"""

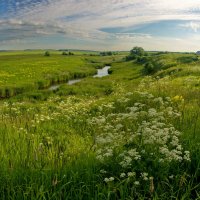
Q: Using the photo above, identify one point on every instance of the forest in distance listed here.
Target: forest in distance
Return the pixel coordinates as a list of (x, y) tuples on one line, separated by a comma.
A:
[(132, 134)]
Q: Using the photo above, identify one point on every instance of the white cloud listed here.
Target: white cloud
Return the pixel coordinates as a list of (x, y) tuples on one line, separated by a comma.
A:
[(195, 26), (83, 19)]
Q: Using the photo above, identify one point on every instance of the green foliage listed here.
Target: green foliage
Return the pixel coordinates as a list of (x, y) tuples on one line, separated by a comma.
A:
[(106, 53), (187, 59), (46, 53), (64, 53), (139, 51), (51, 141)]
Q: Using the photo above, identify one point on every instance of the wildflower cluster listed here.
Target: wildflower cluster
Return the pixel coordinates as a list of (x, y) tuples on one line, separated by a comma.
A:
[(137, 136)]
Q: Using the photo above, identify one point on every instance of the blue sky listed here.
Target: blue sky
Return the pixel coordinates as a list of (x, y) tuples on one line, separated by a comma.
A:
[(172, 25)]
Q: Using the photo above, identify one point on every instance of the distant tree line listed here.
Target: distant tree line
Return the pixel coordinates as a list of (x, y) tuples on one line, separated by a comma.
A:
[(156, 61), (64, 53)]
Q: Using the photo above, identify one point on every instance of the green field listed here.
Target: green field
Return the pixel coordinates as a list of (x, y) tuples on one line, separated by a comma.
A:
[(134, 134)]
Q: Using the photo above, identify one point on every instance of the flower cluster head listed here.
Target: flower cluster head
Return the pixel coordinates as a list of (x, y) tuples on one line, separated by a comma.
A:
[(132, 132)]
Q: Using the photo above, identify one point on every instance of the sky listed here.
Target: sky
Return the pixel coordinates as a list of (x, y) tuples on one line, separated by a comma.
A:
[(164, 25)]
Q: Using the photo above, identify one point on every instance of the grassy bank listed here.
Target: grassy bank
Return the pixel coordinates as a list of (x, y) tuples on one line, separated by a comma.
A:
[(124, 136)]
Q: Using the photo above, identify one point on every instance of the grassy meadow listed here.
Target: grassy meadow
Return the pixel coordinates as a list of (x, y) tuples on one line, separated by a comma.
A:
[(134, 134)]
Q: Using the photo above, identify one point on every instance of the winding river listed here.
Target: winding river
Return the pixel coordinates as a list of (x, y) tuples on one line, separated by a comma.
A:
[(100, 73)]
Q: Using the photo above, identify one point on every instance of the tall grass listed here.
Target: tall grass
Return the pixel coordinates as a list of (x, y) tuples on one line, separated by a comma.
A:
[(99, 139)]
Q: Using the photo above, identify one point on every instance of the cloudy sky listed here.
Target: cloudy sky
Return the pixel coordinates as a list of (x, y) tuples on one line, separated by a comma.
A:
[(172, 25)]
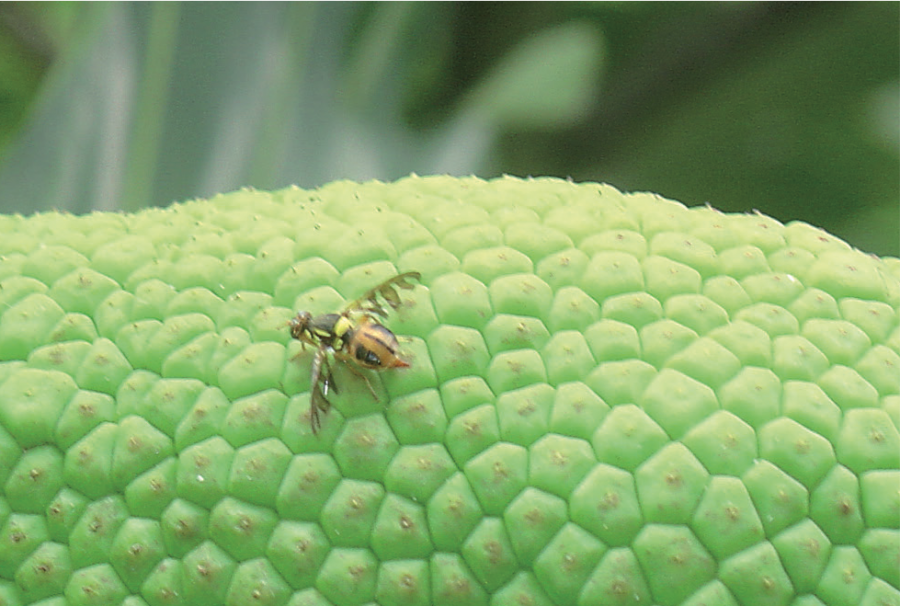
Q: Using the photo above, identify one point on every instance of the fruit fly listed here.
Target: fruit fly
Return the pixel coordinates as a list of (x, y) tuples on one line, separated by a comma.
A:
[(355, 336)]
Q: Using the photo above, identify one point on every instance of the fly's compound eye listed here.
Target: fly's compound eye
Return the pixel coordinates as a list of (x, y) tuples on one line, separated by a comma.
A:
[(367, 356)]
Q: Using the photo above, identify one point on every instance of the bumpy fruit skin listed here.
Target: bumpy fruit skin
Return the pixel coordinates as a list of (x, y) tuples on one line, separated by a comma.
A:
[(612, 399)]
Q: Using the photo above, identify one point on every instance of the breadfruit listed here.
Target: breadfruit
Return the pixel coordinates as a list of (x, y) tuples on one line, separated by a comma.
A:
[(611, 399)]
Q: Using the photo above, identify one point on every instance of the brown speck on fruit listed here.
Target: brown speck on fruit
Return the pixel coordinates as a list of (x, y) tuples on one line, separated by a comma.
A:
[(610, 501), (812, 547), (674, 479), (618, 588), (473, 429), (494, 551), (559, 458), (845, 506), (245, 524)]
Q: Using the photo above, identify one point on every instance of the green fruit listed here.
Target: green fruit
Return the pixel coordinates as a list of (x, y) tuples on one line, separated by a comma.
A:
[(612, 399)]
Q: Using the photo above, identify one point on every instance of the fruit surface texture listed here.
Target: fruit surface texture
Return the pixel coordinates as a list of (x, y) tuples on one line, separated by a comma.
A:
[(611, 399)]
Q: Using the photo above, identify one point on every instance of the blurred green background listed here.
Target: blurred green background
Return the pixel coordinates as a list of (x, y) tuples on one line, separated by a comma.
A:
[(788, 107)]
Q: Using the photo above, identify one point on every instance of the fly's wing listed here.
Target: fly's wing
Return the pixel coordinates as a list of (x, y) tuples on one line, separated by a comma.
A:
[(369, 302)]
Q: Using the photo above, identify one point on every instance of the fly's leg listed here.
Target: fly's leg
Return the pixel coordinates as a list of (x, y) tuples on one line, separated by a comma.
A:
[(320, 382)]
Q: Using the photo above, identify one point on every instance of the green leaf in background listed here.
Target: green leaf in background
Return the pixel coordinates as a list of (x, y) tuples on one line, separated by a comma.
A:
[(785, 106)]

"""

Give again the stretch of the entries above that begins at the line with "meadow listed here." and ends at the line with "Target: breadfruit", word for word, with no pictures.

Q: Using the photo above, identify one point on every instance of the grassy meadow listed here.
Target: grassy meadow
Return the pixel coordinates as a list of (x, y) tuples on one line, separated by a comma.
A:
[(134, 134)]
Q: Using the photo above, identify one point on every instance of the winding river listed here.
Target: winding river
Return the pixel coordinates as a list of (x, y) tuples on one line, separated by a comma.
A:
[(100, 73)]
Q: Using the photo above, identify one point on every instance of the tall grass listed here.
Target: tall grass
Return the pixel coordinates as a list of (x, y) tuples on one line, separated by a comma.
A:
[(99, 139)]
Q: Using the photo above, identify one point on every instance of the cloudy sky listed here.
Target: cloudy sky
Return the pixel coordinates as a list of (x, y) tuples on one line, separated by a comma.
A:
[(172, 25)]
Q: Using the photo above, identify one point on every instance of the fruit fly listed here.
Target: fruit fly
Return the pixel coordinates as a list of (x, y) tuples on one line, separated by a comma.
A:
[(355, 336)]
Q: Using the photo above, identify one point on every instance of the fly's compound eye listed here.
Target: fly's compound eye
Return the pixel coordinates as a list of (x, y) tuples on one line, separated by a comma.
A:
[(367, 356)]
Q: Using the photo above, identify one point on every instance of the bumpy fruit skin listed here.
Target: bumpy fruit skin
Return the pixel coordinates as a list of (x, y) tuples on one line, separated by a comma.
A:
[(612, 399)]
Q: Using the photo above, identify one point on every instance of the breadfruit listed here.
Target: breadfruit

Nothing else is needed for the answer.